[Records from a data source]

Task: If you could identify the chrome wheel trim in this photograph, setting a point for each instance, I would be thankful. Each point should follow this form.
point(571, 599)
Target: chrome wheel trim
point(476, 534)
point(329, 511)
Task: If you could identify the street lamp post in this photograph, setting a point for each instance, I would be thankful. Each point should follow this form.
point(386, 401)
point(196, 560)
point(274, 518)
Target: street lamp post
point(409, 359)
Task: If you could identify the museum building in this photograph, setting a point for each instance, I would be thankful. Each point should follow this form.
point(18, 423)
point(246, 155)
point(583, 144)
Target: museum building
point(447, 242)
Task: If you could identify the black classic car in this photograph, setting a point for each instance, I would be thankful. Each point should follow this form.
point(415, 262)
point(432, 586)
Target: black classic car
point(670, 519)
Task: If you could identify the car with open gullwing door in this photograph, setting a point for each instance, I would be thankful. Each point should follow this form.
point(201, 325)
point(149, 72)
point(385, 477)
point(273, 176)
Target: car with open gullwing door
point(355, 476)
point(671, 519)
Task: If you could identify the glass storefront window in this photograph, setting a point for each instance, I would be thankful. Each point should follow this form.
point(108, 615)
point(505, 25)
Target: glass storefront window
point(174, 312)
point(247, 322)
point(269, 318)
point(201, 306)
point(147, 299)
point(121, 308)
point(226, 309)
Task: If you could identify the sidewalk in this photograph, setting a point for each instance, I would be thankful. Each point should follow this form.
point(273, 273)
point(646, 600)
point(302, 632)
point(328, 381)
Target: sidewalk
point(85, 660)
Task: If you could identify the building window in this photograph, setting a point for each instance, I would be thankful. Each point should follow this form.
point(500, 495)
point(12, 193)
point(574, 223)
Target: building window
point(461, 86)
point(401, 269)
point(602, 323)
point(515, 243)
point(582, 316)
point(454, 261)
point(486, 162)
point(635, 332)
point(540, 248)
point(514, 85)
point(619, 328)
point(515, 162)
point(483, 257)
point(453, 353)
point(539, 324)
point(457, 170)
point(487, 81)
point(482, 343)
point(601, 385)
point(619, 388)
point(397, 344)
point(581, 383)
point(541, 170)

GOAL:
Could you write out the data again, every line included, from its start through the line containing "point(409, 359)", and shift each coordinate in the answer points by -131?

ANSWER TO THE TASK:
Task: If you could identify the chrome wheel trim in this photograph, setting a point for each instance, I would be thankful. Each point should follow this form.
point(571, 599)
Target: chrome wheel trim
point(345, 403)
point(198, 380)
Task: If you could identify the street lamp post in this photograph, setting a point for each instance, I would be thankful. Each point should follow this form.
point(386, 401)
point(196, 560)
point(274, 518)
Target: street lamp post
point(278, 228)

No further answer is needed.